● **TAREA**
Responda estas preguntas a partir del pasaje seleccionado:
1. ¿En qué obra advierte Charles Taylor sobre una racionalidad cuyo eje es la máxima eficiencia?
2. ¿Qué caracteriza generalmente a las instituciones o grupos sociales mejor considerados?
3. ¿Qué personaje de Hamlet se cita y qué frase suya se reproduce?

● **PASAJE SELECCIONADO**

EL BANCO DE CONFIANZA GENERA RÉDITOS
Un contexto social caracterizado por cierta anomia y preeminencia de la razón instrumental, señala el filósofo canadiense Charles Taylor en su obra Ética de la autenticidad, conlleva el peligro de una racionalidad cuyo eje es la máxima eficiencia y una disolución de los horizontes morales, eclipse de los fines y, en definitiva, pérdida de libertad. Cabe preguntarse al respecto si el fantasma de la desconfianza se alimenta exclusivamente de la promoción, a veces con demasiada frecuencia, de una cultura de la imagen con sofisticados mensajes vacuos, o, analizado desde otro ángulo, éstos son la manifestación de un bagaje cultural y humanístico.
Las instituciones o grupos sociales mejor considerados se caracterizan generalmente por la bondad de su quehacer, al que le acompaña una comunicación auténtica, veraz y leal con sus interlocutores.
Se comunica en los buenos y malos momentos, y es, por tanto, una labor que requiere fortaleza y rigor en los argumentos. El rigor no está reñido con la brevedad, como bien recordaba Polonio en Hamlet, «la brevedad es el alma del ingenio». La comunicación implica ejercer el derecho y la responsabilidad que se adquiere cuando la institución aparece como un interlocutor social más, y en especial cuando su interlocución es clave para la definición de los asuntos en la esfera pública, aunque dicha participación no esté exenta de controversia.

● **CONJUNTO DE ENTRADAS**
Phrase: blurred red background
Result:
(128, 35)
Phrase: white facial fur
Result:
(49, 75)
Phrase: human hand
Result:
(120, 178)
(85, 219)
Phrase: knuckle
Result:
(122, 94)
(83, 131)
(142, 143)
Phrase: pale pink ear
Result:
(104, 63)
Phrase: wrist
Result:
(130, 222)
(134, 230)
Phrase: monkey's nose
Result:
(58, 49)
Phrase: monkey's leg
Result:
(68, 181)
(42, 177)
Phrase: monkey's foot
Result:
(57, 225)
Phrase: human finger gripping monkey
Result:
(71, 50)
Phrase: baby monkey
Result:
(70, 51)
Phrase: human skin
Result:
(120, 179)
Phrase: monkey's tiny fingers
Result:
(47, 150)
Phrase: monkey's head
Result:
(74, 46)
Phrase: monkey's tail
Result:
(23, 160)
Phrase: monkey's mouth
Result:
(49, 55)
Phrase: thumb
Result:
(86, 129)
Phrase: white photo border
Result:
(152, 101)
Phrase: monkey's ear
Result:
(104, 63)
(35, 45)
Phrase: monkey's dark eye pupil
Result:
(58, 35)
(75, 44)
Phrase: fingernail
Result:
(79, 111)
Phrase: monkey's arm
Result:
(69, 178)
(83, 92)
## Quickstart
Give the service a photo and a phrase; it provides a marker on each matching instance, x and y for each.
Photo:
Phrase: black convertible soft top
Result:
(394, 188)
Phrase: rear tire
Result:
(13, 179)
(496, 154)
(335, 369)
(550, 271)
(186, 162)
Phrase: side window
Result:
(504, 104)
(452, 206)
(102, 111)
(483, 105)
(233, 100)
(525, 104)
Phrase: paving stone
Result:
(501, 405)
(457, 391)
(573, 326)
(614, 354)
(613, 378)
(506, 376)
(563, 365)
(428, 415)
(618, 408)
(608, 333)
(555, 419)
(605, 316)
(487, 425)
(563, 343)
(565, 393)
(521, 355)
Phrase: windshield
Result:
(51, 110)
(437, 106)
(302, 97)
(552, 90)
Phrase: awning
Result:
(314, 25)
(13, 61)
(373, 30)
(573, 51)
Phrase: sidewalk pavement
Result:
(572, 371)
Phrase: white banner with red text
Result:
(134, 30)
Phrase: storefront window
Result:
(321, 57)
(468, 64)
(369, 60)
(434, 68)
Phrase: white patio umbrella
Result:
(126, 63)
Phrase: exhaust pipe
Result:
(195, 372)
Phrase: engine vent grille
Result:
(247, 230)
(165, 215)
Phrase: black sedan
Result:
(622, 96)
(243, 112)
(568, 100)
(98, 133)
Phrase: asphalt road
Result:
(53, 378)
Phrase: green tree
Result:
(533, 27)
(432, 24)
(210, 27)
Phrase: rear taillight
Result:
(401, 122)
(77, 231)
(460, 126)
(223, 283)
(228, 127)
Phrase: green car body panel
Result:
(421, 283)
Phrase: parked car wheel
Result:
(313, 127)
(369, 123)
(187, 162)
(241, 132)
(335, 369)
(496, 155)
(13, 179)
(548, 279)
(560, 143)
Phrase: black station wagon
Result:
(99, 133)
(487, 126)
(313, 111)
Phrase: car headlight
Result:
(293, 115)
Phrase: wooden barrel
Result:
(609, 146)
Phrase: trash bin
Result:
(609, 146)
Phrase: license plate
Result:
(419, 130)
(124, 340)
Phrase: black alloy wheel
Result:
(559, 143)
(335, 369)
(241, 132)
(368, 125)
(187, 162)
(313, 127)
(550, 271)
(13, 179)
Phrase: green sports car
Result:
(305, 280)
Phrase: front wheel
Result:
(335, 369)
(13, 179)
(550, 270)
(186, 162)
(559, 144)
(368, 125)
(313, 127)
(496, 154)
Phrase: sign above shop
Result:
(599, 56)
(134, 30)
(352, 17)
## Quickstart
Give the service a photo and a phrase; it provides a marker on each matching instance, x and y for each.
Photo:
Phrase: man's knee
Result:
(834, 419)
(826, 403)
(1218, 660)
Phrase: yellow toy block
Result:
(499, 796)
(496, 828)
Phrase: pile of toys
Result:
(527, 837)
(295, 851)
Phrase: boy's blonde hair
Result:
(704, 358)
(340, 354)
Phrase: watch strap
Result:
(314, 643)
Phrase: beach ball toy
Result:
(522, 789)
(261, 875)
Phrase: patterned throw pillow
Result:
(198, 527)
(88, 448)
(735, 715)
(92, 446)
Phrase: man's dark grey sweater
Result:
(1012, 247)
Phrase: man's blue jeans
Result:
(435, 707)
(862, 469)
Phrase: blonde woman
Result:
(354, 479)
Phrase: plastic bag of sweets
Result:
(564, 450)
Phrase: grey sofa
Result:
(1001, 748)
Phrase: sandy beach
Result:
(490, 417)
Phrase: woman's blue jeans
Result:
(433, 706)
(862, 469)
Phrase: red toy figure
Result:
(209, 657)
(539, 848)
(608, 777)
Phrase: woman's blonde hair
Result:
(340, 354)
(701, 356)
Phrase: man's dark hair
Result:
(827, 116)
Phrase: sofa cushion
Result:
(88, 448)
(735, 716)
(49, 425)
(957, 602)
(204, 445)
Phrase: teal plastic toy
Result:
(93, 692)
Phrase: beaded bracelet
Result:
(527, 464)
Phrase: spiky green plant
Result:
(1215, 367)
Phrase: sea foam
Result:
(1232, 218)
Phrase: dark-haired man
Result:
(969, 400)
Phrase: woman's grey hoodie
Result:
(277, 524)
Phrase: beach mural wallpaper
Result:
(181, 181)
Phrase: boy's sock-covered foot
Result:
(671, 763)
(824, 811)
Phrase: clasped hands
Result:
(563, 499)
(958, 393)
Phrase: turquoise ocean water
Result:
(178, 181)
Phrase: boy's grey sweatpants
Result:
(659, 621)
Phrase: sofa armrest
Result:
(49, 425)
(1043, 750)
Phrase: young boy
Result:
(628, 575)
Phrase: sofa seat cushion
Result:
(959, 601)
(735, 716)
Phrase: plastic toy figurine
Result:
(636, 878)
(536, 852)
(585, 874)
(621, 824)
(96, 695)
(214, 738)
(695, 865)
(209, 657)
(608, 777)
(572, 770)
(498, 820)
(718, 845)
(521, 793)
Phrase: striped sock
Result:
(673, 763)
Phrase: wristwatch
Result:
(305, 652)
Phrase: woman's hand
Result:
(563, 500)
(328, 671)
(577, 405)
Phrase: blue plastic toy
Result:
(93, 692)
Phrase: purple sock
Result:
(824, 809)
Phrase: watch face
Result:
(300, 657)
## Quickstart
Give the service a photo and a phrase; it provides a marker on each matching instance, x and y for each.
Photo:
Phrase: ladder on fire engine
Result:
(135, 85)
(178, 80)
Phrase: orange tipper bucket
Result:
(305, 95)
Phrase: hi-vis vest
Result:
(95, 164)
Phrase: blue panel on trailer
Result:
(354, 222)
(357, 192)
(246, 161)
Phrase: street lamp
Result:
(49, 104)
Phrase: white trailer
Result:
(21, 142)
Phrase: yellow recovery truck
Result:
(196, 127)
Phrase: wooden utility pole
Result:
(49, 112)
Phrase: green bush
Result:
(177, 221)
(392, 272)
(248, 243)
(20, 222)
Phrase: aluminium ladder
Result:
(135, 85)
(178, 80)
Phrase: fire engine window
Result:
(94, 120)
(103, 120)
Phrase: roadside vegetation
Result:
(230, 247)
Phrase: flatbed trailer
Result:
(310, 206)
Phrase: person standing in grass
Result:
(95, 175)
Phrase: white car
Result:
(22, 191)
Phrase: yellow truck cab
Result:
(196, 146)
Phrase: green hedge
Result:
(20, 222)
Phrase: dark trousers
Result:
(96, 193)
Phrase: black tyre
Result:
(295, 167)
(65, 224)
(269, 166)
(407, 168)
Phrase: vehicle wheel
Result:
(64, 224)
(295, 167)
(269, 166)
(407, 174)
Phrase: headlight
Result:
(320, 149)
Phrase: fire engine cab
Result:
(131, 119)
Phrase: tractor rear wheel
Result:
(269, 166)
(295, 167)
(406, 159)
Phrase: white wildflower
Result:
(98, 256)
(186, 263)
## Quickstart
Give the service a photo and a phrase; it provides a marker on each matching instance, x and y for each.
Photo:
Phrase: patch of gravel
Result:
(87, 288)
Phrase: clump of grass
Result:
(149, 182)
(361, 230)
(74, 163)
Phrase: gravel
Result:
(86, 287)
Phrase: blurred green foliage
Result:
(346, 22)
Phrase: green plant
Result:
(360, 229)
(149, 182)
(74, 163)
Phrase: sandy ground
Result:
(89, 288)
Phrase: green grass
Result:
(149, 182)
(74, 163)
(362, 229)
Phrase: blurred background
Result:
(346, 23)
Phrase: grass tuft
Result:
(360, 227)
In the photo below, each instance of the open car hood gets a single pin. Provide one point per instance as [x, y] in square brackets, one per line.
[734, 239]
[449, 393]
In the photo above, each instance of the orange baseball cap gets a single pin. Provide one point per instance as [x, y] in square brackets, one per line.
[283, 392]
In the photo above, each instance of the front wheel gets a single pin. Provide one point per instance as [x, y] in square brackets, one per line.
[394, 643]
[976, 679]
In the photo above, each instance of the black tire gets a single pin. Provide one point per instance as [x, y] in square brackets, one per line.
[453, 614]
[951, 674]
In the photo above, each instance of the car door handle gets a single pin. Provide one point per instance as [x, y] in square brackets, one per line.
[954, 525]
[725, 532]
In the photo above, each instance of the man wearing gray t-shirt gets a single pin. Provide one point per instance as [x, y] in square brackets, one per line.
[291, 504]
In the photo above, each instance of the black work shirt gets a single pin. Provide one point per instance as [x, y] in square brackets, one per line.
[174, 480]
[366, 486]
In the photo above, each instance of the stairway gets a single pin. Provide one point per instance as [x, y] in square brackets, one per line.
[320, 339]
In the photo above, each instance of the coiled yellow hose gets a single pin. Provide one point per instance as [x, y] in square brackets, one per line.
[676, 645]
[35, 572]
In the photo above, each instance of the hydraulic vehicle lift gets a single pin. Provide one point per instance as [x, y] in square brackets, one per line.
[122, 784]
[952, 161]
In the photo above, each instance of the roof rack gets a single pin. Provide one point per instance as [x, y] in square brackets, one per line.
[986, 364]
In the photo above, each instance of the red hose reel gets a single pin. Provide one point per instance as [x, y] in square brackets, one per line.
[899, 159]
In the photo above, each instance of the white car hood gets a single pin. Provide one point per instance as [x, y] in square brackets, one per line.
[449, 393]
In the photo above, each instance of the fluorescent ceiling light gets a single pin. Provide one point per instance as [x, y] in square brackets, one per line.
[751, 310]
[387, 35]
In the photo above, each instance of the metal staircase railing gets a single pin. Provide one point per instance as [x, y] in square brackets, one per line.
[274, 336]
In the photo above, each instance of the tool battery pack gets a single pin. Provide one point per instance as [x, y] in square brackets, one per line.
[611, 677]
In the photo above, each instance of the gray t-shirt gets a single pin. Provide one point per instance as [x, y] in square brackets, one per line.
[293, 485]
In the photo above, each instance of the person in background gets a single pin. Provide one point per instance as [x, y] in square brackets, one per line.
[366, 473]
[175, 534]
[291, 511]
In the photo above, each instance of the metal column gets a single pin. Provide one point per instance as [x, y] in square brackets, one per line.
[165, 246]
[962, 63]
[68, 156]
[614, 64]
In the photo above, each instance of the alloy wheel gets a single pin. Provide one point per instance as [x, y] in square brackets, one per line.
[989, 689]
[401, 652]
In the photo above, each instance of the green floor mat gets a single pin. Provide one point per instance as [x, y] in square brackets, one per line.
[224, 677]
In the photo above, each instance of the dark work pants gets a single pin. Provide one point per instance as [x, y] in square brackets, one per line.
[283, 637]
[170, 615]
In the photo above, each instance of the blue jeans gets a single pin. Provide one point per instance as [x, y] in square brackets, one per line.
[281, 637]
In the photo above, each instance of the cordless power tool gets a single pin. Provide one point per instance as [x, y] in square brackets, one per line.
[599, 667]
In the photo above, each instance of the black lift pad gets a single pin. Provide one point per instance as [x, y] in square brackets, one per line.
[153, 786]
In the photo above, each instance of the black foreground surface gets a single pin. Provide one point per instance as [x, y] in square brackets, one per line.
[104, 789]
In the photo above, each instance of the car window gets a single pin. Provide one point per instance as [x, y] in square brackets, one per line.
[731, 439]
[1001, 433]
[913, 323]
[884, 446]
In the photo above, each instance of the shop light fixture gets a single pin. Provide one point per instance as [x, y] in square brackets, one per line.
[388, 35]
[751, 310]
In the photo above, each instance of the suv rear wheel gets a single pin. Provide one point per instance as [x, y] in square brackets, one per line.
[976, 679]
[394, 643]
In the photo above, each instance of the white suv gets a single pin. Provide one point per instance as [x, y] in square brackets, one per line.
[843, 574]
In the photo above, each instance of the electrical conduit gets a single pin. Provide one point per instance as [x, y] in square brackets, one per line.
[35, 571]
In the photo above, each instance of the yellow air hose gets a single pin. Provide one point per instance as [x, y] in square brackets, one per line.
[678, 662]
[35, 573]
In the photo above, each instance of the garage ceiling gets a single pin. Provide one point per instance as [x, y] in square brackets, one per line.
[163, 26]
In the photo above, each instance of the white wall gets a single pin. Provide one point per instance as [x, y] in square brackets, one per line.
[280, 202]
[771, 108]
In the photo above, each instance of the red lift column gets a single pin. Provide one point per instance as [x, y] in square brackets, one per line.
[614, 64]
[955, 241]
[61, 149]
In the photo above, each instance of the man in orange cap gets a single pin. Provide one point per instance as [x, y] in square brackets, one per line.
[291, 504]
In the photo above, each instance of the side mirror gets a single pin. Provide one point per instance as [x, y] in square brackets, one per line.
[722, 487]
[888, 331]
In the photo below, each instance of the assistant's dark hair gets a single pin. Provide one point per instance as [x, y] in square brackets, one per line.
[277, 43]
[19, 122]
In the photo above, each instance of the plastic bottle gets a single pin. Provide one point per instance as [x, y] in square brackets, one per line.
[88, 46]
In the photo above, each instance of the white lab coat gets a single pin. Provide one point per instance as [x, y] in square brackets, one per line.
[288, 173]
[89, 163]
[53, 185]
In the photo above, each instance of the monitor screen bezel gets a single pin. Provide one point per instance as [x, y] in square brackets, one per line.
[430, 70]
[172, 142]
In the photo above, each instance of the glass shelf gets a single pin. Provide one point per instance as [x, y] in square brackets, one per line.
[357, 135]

● **SOLUCIÓN**
1. En *Ética de la autenticidad*.
2. La bondad de su quehacer, acompañada de una comunicación auténtica, veraz y leal con sus interlocutores.
3. Polonio, con la frase «la brevedad es el alma del ingenio».